Get excited. I suffered a false alarm on Friday and am actually picking up Humperdink 2.0 tonight. After about 2 hours of recovering my old hard drive information from my external drive, I should be able to post again! Woohoo!


 I am picking up my computer today!  More posts to come very very soon.

Humperdink 2.0 lives!  Hooray!


Alas, Humperdink 2.0 is still being fixed.  So rather than scouring design blogs and cool online stores, I spent my evening tonight with Internet porn-addicted puppets.  Yes, I went to see "Avenue Q" which is currently playing at the Colonial Theater here in Boston.  It was awesome.  Even better than the hilarious songs ("My Life Sucks", "The Internet is for Porn" etc.) are the e-cards you can send via the Avenue Q website that have greetings like "My life sucks. How are you?" and "Thinking of you, but not in that way - I swear" and "We're all rooting for you . . . so don't f*&# it up".  Amazing. (Oh, and the set design was great too.)


Oops!  I almost forgot about Must Have Monday!  Thankfully I have found a computer to use for enough time to manage this recommendation: the folding cutting board available at the MOMA Store.  Designed by Mark Sanders in 1989, these cutting boards are made of sturdy polypropylene and feature sides which fold up to form a convenient chute.  Done chopping?  Just pop up the sides and slide your treats into a bowl or onto your plate.  It saves a lot of spilled food and is reasonably (for high design) priced between $16-$24.  Get cooking!

[Named object pointing items]
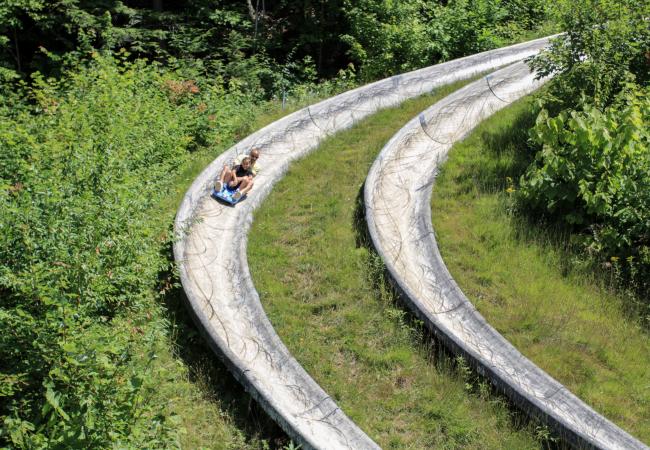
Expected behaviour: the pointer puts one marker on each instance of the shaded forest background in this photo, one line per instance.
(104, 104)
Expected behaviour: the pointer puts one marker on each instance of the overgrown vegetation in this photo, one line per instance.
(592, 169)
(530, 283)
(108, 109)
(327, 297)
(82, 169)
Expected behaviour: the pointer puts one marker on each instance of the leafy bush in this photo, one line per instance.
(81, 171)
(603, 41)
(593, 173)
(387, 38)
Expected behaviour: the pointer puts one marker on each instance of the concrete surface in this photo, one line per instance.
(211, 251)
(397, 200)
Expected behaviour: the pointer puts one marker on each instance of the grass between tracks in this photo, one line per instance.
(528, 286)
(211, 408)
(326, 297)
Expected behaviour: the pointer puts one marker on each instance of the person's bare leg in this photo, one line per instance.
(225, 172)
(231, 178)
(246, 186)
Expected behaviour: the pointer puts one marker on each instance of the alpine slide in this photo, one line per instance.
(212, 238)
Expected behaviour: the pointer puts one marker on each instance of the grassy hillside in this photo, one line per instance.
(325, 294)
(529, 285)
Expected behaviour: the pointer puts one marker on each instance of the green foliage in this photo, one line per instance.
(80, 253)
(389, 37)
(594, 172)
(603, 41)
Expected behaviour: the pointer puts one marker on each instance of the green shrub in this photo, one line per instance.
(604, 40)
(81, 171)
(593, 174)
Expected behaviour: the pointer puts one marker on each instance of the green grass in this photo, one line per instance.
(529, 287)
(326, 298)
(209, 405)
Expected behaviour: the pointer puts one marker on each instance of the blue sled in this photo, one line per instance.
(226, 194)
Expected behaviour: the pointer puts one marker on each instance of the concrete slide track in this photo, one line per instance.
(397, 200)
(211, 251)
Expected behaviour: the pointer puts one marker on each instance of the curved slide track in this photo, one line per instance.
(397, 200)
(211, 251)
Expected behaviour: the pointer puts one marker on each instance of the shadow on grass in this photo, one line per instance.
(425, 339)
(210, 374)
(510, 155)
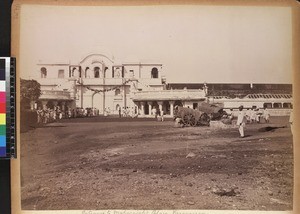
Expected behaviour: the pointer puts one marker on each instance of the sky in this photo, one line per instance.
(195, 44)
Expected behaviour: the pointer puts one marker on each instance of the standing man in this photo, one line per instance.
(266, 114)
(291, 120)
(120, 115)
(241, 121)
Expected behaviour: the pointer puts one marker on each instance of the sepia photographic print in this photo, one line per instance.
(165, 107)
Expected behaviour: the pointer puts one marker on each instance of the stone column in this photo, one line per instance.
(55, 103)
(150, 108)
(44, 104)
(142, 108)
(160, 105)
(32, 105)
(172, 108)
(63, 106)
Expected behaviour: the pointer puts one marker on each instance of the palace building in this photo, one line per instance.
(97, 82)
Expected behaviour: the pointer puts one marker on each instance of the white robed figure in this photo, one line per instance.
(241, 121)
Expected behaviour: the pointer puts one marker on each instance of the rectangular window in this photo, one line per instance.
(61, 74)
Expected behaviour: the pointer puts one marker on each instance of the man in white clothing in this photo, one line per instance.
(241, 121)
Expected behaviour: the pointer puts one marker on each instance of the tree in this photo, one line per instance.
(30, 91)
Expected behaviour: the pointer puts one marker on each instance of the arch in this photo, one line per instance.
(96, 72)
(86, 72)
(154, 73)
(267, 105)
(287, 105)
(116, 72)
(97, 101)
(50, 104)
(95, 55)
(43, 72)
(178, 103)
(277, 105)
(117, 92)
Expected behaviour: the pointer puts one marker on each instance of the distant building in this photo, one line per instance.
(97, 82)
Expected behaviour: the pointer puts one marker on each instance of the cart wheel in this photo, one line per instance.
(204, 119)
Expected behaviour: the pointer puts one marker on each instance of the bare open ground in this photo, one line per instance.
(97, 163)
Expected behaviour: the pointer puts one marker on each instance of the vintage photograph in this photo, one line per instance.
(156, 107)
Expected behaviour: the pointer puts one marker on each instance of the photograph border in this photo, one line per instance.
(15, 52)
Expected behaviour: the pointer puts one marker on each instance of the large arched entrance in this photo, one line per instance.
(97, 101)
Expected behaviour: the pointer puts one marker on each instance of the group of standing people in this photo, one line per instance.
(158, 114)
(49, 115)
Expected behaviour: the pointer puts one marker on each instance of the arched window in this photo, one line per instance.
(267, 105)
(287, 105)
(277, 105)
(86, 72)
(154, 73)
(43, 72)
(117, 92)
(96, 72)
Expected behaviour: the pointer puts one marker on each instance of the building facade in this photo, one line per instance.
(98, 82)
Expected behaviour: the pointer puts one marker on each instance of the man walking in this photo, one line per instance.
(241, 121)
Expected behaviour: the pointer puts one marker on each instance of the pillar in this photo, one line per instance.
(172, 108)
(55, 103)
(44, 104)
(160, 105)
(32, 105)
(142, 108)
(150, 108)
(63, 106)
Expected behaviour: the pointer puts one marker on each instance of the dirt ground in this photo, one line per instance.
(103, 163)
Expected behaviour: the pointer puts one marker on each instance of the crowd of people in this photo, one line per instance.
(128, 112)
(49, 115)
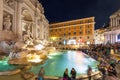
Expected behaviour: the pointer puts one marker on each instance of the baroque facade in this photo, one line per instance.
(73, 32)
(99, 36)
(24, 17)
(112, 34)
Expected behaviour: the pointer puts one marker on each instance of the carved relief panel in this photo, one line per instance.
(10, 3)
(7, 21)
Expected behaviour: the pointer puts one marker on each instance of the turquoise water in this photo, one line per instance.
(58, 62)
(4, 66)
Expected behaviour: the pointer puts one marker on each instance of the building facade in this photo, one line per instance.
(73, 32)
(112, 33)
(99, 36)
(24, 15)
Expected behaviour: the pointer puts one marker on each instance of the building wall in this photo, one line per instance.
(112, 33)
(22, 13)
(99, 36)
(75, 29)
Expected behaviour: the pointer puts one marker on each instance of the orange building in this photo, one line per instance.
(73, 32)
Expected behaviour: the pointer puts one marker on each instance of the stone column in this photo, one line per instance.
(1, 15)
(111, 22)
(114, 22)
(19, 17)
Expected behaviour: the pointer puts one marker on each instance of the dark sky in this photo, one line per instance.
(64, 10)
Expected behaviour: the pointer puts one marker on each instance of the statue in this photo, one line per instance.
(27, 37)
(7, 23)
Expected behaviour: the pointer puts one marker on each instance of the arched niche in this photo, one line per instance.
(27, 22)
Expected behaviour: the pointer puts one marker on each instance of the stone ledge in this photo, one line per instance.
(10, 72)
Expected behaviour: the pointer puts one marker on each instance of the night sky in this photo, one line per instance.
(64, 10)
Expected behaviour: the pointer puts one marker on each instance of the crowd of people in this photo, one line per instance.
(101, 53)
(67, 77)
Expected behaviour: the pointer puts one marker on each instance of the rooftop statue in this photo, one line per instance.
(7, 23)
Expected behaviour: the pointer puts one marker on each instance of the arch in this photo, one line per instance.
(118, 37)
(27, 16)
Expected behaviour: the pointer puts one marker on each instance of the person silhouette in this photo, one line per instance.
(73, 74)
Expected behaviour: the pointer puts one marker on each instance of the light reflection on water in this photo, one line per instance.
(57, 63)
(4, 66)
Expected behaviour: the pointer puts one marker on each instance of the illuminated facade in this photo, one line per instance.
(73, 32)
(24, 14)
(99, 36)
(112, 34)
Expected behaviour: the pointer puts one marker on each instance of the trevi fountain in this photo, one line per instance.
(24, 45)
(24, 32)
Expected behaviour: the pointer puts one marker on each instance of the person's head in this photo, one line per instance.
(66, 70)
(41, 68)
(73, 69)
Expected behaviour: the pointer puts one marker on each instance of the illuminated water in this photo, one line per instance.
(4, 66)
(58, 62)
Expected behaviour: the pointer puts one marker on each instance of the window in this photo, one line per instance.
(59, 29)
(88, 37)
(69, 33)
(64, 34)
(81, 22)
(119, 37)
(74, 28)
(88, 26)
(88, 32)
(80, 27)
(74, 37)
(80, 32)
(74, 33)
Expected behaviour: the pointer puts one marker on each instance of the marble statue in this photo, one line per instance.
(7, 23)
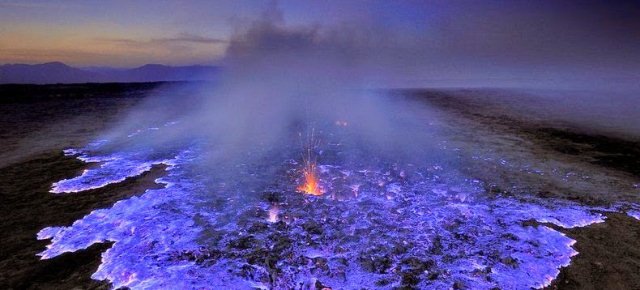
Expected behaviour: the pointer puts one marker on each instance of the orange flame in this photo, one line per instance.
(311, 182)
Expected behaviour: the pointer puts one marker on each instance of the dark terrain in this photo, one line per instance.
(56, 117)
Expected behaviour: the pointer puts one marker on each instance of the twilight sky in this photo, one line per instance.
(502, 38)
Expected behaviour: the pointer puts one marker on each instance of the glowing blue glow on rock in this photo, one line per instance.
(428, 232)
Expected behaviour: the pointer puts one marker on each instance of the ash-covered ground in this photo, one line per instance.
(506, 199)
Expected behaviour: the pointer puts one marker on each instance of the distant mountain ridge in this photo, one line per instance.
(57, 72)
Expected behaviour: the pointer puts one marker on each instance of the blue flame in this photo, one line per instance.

__Set of tasks__
1. Print the passage from the blog posts, from "Get excited. I" to "2.0 lives!  Hooray!".
2. Answer these questions from the blog posts:
(a) About how long does the writer expect recovering the old hard drive information to take?
(b) At which theater is "Avenue Q" playing?
(c) Who designed the folding cutting board, and in what year?
The items were taken from a separate source and have no connection to the blog posts.

__The replies__
1.
Get excited. I suffered a false alarm on Friday and am actually picking up Humperdink 2.0 tonight. After about 2 hours of recovering my old hard drive information from my external drive, I should be able to post again! Woohoo!


 I am picking up my computer today!  More posts to come very very soon.

Humperdink 2.0 lives!  Hooray!

2.
(a) About 2 hours.
(b) The Colonial Theater in Boston.
(c) Mark Sanders, in 1989.